→ **Required work**
Rewrite everything in the records, from the line containing "Ground tear gas" down to the line containing "0 4 541 120", as a numbered list. Include both of those lines, skip blank lines, and leave the pictures out.

→ **Supplied data**
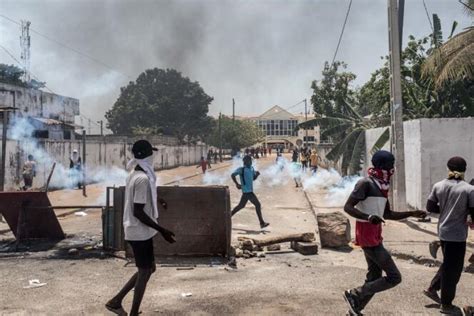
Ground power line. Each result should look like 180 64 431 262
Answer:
423 0 434 33
331 0 352 67
0 14 132 79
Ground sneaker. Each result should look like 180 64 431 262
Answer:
440 305 463 316
423 290 441 304
430 240 441 259
260 222 270 228
344 290 360 315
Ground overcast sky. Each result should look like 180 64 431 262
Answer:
0 0 472 131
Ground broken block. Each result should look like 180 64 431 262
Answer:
291 241 318 256
267 244 281 251
316 212 351 248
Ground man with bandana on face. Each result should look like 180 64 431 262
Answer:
344 150 427 315
105 140 175 316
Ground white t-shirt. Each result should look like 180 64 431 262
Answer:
123 170 158 240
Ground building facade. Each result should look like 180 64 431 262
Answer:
0 83 80 140
252 105 320 149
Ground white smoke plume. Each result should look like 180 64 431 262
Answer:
202 156 360 207
9 117 128 189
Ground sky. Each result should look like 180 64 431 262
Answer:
0 0 472 132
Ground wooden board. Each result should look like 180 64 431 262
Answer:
0 191 65 240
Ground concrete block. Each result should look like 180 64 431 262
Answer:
316 212 351 248
291 241 318 256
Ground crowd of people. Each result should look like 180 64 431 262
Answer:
106 140 474 315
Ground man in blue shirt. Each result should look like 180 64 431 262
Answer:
231 155 270 228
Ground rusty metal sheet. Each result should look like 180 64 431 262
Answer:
109 186 232 256
0 191 65 240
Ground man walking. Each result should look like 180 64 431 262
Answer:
231 155 270 228
344 150 426 315
22 155 36 191
424 157 474 315
105 140 175 316
69 149 83 189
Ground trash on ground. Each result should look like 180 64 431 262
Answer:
23 279 47 289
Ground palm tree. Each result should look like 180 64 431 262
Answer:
298 101 390 175
423 0 474 88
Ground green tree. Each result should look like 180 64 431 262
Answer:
206 115 265 150
105 68 213 142
423 0 474 89
311 61 356 115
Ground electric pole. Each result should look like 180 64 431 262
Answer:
20 20 31 84
387 0 406 212
304 99 308 148
97 120 104 136
232 98 235 123
219 112 222 162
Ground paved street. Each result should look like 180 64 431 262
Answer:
0 156 474 315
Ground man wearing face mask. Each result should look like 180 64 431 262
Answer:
105 140 175 316
344 150 427 315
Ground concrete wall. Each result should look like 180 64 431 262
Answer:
361 127 390 176
365 118 474 209
5 140 207 190
0 83 79 124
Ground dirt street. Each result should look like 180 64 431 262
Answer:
0 155 474 315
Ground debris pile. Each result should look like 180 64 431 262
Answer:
235 233 318 259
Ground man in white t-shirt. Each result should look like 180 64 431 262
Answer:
105 140 175 316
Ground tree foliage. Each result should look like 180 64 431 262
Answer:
207 115 265 150
105 68 213 142
299 15 474 174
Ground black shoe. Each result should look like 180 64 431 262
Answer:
344 290 361 315
440 305 463 316
429 240 441 259
423 290 441 304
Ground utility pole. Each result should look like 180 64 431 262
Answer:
0 89 16 191
20 20 31 84
219 112 222 162
232 98 235 123
97 120 104 136
81 130 86 197
387 0 406 212
304 99 308 148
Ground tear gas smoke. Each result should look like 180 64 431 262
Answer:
10 117 128 189
202 156 360 207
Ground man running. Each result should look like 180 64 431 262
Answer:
424 157 474 314
231 155 270 228
22 155 36 191
105 140 175 316
344 150 427 315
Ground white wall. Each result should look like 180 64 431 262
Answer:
365 118 474 209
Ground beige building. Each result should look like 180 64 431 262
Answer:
251 105 320 149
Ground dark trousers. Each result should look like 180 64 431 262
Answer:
429 240 466 305
355 245 402 310
232 192 265 224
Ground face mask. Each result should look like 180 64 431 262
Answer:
143 155 154 166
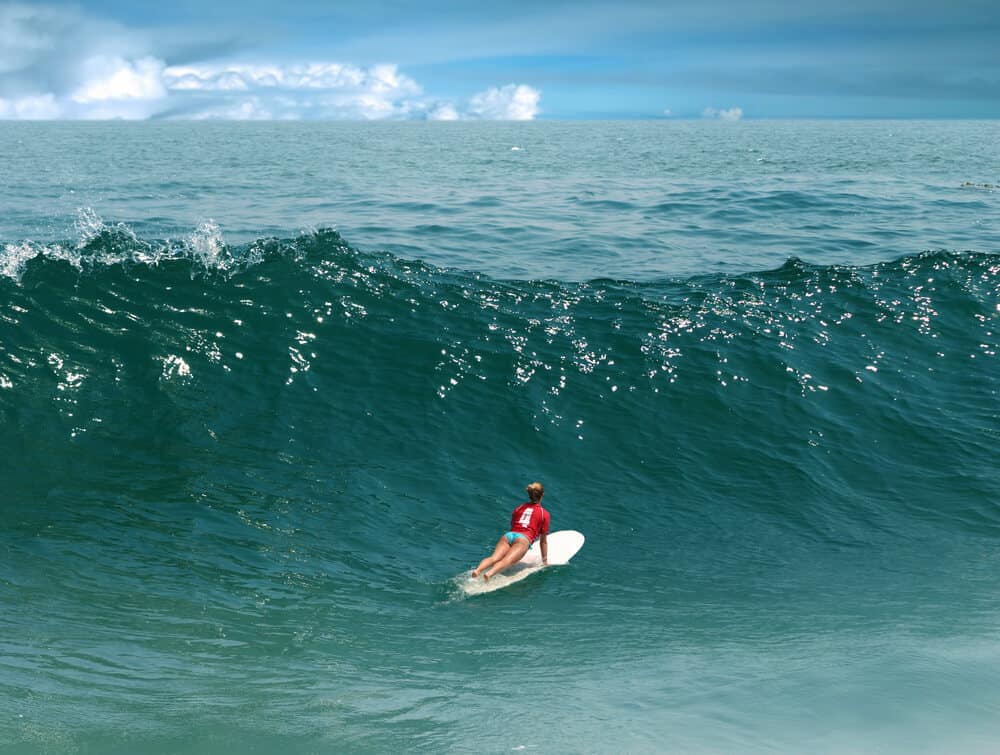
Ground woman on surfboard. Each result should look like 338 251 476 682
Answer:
472 482 549 582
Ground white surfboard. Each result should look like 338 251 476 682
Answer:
459 530 585 595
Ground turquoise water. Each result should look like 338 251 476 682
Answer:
0 122 1000 753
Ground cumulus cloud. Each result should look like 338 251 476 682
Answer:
469 84 542 121
701 107 743 121
0 4 541 120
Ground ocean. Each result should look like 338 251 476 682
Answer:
0 121 1000 755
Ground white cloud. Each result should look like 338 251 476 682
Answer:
701 107 743 121
427 102 462 121
469 84 542 121
0 0 541 120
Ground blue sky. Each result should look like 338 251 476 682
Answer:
0 0 1000 120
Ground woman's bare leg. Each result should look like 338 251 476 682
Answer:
483 537 531 582
472 535 520 577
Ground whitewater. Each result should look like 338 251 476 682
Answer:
0 121 1000 753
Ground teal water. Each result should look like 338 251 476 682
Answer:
0 122 1000 753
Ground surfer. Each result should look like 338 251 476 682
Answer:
472 482 549 582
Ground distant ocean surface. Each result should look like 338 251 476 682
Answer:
0 121 1000 755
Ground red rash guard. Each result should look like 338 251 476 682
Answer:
510 501 549 542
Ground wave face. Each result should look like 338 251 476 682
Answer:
0 123 1000 755
0 227 1000 751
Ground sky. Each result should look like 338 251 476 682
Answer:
0 0 1000 121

→ **Correct output**
1. Ground tear gas smoke. Each result should look like 180 64 431 262
2. Answer:
3. 10 117 128 189
4. 202 156 360 207
5. Ground man running. Each result should look like 180 64 431 262
6. Answer:
7. 424 157 474 314
8. 231 155 270 228
9. 22 155 36 191
10. 105 140 175 316
11. 344 150 427 315
12. Ground white wall. Each result should look like 180 64 431 262
13. Answer:
14. 365 118 474 209
15. Ground beige building. Each result should look like 180 64 431 262
16. Answer:
17. 251 105 320 149
18. Ground dark trousers. Each result should look like 180 64 431 262
19. Answer:
20. 429 240 466 305
21. 355 245 402 310
22. 232 192 265 224
23. Ground face mask. Each result should look like 180 64 431 262
24. Answer:
25. 143 155 154 166
26. Ground woman on surfboard. Each result should look like 338 251 476 682
27. Answer:
28. 472 482 549 582
29. Ground white surfboard. Each result should look like 338 251 476 682
30. Answer:
31. 459 530 585 595
32. Ground turquoise water. Each result should look like 338 251 476 682
33. Answer:
34. 0 122 1000 753
35. Ground cumulus cloud. Each result should look like 338 251 476 682
36. Answer:
37. 469 84 542 121
38. 701 107 743 121
39. 0 4 541 120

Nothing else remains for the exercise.